■ **Instructions for the task**:
What does the data read, word for word, from the line containing "Target: building wall" through its final line? Give those lines only.
====== Input records
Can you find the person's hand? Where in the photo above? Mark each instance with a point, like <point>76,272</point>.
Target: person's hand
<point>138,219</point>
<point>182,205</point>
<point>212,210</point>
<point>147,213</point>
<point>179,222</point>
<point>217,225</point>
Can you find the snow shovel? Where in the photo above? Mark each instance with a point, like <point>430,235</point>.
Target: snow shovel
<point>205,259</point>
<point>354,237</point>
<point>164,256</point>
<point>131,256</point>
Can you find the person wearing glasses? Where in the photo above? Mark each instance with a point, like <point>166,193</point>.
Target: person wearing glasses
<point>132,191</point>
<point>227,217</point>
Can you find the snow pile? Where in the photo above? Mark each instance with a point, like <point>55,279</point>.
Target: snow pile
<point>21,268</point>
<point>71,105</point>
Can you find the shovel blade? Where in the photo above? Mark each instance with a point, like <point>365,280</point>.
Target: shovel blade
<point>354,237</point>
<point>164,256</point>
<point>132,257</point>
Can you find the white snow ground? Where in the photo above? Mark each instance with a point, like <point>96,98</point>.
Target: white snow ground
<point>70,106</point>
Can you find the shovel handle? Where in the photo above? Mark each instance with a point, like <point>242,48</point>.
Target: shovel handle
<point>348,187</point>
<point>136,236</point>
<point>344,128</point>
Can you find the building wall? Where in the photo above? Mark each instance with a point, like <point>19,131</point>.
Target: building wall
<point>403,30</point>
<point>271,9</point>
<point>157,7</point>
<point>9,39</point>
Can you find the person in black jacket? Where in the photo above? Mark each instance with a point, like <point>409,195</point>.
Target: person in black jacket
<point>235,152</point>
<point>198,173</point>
============
■ **Solution to this problem**:
Target: building wall
<point>403,30</point>
<point>271,9</point>
<point>157,7</point>
<point>9,39</point>
Can you find the person in black jacket? Where in the photo above? Mark each instance with a point, like <point>409,195</point>.
Target: person in black jacket
<point>235,152</point>
<point>198,173</point>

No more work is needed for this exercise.